Extend the forum thread about jQuery loading unwanted images when it parses an AJAX response. Begin right after its last line.

— begin EXCERPTED PASSAGE —

0

I encountered the strangest thing today while I was trying to filter image data from a string of html that I download through an AJAX request (I use https://github.com/padolsey/jQuery-Plugins/blob/master/cross-domain-ajax/jquery.xdomainajax.js to do so).

I noticed that I was getting a 404 on an image that it was trying to download. After looking at the initialiser stack, it appears that the image is inside the html that my AJAX pulls back. Here is the relevant stack:

b.extend.buildFragment   @  jquery-1.9.1.min.js:4
b.extend.parseHTML   @  jquery-1.9.1.min.js:3
b.fn.b.init  @  jquery-1.9.1.min.js:3
b    @  jquery-1.9.1.min.js:3
$.ajax.success   @  main.js:86

My code in main.js looks like this:

function generateAlbumHTML(album)
{
    $.ajax({ 
        url: album.data.url,
        type: 'GET',
        success: function(data) 
        { 
            var albumHtmlStr = "";
            var images = $(data.responseText).find('#image-container .zoom');
            $.each(images, function(i, item)
            {
                album.data.url = $(item).attr('href');
                albumHtmlStr += generateHTML(album);
            });
            return albumHtmlStr;
        }
    });
}

It appears that the culprit is line 86 where I do:

var images = $(data.responseText).find('#image-container .zoom');

This causes JQuery to parse the HTML and start loading unwanted images and data from the HTML.

Here is a link to the html that gets pulled back by the ajax request as data.responseText: http://pastebin.com/hn4jEgAA

Anyway, am I doing something wrong here? How can I filter and find the data I want from this string without loading things such as unwanted images and other data?

synergies
  • 71
  • 6
  • 2
    Yes, parsing html will turn it INTO html, therefore causing any images to be loaded. If you watn to prevent that, use a regexp that removes/changes said elements before you parse it into a dom fragment. – Kevin B Jun 06 '13 at 14:56
  • Look at this question:http://stackoverflow.com/questions/6484997/prevent-images-from-loading-on-non-dom-jquery-ajax-parse But i need to note that using regex to modify html code is not very save because you assume that every occurrence of `` is a tag. – t.niese Jun 06 '13 at 14:57
  • $(data.responseText.replace(/src\=/g,'src="dummy.gif" data-src=')).find... – mplungjan Jun 06 '13 at 15:11

1 Answers1

3

What causes the "parsing" is this:

$(data.responseText)

— end EXCERPTED PASSAGE —
— begin SUPPLIED INFORMATION —

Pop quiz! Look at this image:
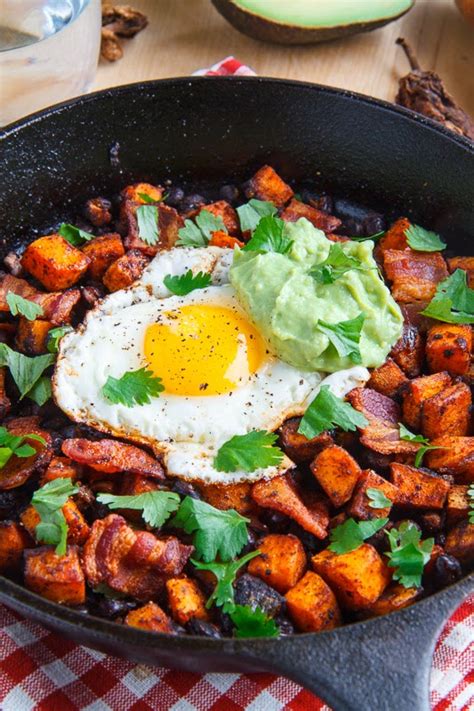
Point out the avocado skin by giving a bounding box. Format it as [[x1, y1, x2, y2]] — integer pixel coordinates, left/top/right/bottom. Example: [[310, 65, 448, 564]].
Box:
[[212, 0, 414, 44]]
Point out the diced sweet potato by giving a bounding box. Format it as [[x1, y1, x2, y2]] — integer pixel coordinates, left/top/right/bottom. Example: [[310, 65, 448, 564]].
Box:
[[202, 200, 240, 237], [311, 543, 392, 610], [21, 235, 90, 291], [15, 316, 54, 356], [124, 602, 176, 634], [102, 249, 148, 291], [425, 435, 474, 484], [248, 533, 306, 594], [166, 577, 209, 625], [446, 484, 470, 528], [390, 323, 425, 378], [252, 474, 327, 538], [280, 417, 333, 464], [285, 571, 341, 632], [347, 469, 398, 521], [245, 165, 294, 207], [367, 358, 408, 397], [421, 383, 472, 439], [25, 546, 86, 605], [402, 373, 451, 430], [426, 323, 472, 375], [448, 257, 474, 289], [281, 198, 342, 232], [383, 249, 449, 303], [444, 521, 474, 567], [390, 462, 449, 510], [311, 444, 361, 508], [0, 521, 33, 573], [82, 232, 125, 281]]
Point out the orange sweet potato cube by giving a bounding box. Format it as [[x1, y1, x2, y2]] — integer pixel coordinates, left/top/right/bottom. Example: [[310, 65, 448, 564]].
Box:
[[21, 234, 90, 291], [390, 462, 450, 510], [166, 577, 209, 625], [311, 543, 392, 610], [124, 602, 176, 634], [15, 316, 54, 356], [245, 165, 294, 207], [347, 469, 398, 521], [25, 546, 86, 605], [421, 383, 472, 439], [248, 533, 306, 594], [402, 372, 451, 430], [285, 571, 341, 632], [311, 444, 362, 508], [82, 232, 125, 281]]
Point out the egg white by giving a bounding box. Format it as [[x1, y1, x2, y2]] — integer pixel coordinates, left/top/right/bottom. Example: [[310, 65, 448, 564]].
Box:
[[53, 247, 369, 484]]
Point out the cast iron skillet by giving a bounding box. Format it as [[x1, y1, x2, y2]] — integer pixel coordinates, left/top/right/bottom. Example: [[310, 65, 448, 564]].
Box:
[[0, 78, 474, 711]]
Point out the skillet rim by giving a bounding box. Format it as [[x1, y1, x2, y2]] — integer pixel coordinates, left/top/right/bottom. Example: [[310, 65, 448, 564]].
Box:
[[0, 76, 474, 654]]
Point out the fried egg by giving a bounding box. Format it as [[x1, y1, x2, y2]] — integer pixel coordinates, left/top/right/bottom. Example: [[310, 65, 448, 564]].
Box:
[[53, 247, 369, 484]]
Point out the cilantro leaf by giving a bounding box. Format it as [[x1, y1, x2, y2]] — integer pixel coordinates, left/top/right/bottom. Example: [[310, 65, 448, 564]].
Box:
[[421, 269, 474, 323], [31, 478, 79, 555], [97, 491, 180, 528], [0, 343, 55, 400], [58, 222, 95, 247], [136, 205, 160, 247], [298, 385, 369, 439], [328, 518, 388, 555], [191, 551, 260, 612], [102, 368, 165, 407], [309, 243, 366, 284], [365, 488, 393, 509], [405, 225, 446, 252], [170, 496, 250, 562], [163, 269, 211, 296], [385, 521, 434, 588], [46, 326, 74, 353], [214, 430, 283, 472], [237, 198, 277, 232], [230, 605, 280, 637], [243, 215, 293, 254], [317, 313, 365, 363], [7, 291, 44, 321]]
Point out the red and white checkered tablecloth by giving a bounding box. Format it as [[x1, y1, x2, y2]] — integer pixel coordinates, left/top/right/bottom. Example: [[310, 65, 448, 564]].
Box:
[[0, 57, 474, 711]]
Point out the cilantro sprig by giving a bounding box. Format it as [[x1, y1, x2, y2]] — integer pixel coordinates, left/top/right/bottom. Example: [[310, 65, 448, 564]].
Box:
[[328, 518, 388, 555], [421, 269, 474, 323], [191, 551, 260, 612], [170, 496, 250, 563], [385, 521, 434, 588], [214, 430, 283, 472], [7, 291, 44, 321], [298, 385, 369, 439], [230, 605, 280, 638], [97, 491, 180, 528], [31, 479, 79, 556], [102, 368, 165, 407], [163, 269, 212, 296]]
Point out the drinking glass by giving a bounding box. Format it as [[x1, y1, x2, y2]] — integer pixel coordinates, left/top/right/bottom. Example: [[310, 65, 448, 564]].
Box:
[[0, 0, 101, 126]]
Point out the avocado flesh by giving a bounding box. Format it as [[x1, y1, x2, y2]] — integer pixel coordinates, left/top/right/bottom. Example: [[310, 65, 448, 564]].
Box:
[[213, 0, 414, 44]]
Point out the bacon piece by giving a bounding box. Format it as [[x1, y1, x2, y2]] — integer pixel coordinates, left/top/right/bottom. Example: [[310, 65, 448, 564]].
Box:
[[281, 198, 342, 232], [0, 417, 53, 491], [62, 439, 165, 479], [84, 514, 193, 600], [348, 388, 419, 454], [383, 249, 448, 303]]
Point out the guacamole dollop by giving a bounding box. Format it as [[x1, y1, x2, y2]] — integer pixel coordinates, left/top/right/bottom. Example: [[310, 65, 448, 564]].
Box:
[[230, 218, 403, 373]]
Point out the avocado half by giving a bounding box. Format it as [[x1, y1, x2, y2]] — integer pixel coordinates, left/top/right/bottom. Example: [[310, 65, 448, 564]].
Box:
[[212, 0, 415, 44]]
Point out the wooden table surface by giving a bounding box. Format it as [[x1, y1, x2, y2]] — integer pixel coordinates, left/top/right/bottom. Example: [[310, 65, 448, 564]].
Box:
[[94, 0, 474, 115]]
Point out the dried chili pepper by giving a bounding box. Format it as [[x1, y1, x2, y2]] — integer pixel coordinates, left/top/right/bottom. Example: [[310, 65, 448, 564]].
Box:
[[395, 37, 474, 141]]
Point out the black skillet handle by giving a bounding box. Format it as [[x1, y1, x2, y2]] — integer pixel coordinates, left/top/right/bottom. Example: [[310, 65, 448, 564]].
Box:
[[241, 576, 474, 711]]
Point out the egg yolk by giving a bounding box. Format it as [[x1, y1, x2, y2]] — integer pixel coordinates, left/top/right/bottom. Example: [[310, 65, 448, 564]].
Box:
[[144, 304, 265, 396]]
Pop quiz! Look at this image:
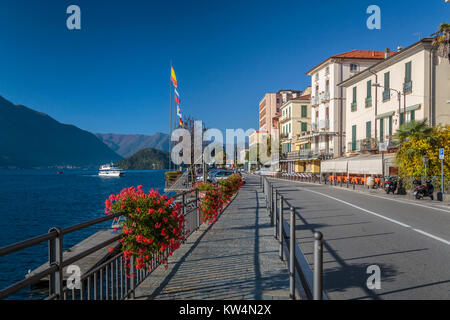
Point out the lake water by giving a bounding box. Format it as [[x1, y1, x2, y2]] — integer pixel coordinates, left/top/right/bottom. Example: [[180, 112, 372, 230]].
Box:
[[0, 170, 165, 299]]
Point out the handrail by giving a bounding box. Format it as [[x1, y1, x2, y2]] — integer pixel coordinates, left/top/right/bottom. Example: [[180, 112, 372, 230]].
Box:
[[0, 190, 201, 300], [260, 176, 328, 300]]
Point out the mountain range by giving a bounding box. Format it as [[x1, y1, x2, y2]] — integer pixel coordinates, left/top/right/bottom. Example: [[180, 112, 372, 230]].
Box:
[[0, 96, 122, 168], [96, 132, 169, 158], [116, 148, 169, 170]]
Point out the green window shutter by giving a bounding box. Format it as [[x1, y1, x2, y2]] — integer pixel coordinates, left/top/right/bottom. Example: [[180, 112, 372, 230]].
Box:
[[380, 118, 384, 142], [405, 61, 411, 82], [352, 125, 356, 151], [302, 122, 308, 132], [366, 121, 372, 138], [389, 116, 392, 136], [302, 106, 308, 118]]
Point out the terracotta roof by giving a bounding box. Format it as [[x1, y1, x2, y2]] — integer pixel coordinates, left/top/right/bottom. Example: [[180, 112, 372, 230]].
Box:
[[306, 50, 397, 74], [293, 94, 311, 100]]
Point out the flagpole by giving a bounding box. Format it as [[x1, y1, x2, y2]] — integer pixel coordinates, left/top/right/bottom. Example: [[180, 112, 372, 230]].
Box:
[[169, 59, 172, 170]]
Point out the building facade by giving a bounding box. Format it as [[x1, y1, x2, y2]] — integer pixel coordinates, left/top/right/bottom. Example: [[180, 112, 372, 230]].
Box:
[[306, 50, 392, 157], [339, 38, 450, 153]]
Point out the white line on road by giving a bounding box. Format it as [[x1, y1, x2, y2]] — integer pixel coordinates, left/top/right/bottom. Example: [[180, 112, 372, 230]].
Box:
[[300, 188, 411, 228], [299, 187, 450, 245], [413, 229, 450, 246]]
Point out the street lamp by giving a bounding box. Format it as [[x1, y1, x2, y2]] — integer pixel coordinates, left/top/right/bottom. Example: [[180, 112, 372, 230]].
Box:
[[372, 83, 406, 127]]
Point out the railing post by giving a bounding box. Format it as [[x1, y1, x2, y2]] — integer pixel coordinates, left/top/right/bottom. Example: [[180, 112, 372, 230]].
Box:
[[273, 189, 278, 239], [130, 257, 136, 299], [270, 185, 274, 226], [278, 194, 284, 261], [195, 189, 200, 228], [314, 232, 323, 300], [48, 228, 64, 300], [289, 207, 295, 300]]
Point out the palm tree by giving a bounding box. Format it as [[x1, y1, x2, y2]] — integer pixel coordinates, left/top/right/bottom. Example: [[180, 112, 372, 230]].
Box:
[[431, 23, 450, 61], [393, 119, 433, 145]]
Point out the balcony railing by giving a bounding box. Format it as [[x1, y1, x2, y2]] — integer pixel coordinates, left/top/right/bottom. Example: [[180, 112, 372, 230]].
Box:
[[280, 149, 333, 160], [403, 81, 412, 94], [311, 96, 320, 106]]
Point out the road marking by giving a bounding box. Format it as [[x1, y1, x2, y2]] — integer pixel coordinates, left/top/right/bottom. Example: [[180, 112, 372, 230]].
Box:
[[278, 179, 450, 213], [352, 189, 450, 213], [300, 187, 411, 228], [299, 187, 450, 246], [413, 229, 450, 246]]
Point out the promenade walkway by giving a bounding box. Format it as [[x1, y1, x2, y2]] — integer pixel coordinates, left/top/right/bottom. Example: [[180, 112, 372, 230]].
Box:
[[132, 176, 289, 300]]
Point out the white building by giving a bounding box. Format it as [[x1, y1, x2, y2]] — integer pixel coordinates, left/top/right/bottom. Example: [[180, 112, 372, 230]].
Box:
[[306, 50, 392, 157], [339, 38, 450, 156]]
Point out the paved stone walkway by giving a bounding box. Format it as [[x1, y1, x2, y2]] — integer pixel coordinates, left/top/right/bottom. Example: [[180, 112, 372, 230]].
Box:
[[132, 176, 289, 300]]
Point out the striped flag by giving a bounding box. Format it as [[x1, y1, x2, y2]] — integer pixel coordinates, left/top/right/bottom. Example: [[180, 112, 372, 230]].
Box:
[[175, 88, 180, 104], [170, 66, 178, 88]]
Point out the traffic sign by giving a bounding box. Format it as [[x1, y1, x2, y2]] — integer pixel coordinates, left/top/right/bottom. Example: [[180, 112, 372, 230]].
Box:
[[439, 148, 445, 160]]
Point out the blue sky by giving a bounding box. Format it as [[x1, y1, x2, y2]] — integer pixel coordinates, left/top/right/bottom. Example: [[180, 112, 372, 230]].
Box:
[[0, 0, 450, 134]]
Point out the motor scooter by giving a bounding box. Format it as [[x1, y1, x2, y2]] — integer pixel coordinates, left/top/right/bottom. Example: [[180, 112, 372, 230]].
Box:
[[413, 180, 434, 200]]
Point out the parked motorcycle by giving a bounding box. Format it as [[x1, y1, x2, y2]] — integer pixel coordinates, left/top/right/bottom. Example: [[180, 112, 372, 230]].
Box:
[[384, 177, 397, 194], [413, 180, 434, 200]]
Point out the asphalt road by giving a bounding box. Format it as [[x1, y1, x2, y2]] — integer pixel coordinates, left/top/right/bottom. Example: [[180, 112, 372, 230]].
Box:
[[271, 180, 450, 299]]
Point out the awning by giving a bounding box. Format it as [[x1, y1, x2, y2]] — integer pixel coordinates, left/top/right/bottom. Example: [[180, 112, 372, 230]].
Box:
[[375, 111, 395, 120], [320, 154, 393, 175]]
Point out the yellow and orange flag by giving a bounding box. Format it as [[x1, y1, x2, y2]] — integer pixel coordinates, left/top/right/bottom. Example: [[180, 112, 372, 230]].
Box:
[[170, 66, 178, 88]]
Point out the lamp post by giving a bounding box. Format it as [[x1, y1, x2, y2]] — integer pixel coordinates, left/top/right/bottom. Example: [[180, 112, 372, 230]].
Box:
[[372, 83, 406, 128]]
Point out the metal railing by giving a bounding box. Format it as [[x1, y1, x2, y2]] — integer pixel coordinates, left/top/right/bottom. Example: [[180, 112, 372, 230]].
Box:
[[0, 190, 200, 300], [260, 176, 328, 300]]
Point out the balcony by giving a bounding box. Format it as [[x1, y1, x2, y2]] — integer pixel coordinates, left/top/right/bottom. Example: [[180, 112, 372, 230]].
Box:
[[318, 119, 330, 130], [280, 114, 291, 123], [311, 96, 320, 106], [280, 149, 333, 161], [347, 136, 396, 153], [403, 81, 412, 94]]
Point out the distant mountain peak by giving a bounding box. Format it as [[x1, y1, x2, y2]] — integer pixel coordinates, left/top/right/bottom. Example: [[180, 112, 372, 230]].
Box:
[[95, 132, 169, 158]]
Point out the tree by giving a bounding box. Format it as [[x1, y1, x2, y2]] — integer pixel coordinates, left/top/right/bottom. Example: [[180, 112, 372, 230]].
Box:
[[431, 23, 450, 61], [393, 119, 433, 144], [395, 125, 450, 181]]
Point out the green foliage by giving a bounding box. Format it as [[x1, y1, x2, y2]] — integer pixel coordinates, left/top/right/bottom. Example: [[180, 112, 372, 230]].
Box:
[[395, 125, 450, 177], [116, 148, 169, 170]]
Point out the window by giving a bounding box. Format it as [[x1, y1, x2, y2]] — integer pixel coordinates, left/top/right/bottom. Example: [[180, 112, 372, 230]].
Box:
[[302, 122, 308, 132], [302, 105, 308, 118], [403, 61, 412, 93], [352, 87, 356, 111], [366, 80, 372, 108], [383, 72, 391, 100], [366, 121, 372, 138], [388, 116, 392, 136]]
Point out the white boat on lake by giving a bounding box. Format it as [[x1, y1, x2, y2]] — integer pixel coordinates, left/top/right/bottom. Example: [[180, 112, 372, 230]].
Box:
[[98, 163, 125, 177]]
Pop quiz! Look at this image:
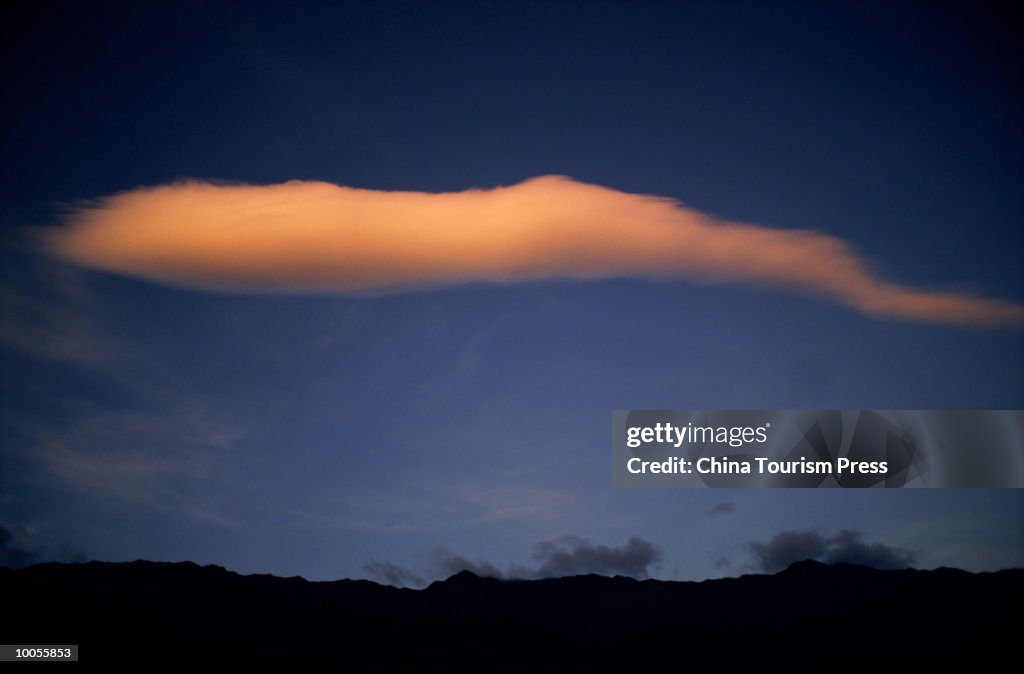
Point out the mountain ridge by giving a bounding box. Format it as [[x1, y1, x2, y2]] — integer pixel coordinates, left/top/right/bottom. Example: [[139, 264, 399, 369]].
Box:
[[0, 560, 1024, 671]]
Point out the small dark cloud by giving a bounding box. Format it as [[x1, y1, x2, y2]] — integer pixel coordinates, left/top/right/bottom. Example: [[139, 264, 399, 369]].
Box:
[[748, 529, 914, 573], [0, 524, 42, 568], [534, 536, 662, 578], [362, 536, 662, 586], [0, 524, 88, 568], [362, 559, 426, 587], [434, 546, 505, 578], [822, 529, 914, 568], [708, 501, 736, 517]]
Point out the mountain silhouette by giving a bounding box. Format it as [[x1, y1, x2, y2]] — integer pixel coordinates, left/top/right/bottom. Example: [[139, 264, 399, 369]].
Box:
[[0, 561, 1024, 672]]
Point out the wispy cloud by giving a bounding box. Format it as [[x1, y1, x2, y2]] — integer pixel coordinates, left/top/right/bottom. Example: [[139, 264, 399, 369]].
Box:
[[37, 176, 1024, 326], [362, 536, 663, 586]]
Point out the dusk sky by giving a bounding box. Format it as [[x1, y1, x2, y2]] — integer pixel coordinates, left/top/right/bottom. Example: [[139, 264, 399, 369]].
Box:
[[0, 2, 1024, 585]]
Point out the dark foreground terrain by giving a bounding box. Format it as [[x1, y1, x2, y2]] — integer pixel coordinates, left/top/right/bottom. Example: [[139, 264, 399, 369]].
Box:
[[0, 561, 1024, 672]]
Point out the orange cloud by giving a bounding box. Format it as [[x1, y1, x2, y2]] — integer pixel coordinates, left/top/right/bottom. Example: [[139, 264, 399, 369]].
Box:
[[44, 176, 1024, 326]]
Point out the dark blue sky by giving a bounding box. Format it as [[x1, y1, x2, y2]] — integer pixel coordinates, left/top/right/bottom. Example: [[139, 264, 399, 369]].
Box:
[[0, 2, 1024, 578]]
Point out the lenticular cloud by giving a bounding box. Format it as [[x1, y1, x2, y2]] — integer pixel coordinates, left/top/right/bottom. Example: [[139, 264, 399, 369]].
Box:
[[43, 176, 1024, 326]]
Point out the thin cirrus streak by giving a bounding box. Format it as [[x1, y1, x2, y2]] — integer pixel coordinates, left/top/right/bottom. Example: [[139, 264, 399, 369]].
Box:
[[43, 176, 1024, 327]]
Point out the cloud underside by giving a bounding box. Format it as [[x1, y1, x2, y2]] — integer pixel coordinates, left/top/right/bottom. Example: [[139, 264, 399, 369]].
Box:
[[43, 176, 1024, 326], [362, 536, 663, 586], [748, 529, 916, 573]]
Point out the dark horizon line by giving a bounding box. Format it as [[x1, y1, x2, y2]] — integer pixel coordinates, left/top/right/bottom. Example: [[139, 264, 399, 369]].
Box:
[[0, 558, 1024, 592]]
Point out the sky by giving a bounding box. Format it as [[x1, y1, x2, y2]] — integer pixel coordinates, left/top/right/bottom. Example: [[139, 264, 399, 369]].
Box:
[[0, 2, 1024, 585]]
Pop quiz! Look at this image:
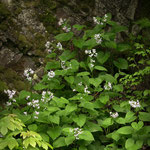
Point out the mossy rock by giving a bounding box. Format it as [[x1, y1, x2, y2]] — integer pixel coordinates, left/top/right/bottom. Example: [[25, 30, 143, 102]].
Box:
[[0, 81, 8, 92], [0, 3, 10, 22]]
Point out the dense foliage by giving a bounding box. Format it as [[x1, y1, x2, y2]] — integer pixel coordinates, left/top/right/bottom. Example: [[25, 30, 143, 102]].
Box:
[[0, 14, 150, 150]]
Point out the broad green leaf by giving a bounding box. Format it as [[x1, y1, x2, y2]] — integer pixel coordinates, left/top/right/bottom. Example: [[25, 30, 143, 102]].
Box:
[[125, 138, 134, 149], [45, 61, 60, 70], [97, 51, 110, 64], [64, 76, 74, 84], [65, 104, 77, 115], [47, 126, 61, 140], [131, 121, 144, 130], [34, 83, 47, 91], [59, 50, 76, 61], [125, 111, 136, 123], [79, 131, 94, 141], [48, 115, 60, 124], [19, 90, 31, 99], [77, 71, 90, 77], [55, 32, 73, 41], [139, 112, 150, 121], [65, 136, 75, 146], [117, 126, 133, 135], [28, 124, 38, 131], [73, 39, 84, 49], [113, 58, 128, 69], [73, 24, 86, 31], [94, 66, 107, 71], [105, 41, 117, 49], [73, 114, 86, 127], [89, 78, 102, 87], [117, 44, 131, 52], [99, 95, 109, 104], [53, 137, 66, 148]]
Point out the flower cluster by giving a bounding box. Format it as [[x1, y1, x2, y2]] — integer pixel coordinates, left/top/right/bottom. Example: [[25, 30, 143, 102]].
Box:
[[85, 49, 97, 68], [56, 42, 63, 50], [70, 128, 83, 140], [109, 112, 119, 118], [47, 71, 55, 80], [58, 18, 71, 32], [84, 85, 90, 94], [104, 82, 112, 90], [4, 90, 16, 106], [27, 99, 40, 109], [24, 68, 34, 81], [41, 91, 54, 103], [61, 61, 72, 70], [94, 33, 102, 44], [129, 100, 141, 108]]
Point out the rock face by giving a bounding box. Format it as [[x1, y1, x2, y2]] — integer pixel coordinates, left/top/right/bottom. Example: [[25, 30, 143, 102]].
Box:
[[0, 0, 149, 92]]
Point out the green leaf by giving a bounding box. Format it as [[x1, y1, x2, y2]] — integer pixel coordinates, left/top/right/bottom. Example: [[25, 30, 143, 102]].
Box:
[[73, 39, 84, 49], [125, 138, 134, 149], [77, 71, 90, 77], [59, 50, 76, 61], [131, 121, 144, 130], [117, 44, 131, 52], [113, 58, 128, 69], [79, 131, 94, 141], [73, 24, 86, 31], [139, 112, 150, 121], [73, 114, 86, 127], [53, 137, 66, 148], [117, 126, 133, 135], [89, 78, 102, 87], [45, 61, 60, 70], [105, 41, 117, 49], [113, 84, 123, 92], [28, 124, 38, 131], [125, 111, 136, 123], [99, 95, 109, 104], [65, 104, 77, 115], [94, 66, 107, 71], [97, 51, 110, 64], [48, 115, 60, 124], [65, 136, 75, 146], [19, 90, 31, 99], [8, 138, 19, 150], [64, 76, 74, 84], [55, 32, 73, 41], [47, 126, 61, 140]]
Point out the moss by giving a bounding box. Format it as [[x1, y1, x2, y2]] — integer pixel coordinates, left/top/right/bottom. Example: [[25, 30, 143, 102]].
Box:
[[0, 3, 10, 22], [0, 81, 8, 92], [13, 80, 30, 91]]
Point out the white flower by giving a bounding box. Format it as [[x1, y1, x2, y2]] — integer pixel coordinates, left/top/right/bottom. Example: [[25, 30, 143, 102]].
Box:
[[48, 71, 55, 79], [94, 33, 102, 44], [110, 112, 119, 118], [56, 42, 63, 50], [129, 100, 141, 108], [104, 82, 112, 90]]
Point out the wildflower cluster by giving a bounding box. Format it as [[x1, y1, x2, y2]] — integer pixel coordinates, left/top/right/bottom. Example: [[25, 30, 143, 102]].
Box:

— end SUPPLIED INFORMATION —

- _THE REPLY_
This is actually you, telling jQuery to create HTML structure using the string you provided in data.responseText.

If you want to find things in this string, which is the HTML in response to your GET request, then you have to use one of the corresponding String methods:

String instances methods

It should be noted, however, that what you are trying to do is quite unorthodox, since parsing HTML on the client to retrieve information is not the best of approaches.

The better way would be to either use the receieved HTML as is (provided it is from a trusted source or you sanitize it properly), or to receive raw data in JSON form and process that data (while creating corresponding HTML by yourself) in your code.

UPDATE

Additional ways are presented in jQuery ajax method

For instance, you can use dataFilter setting or some such to sanitize your response.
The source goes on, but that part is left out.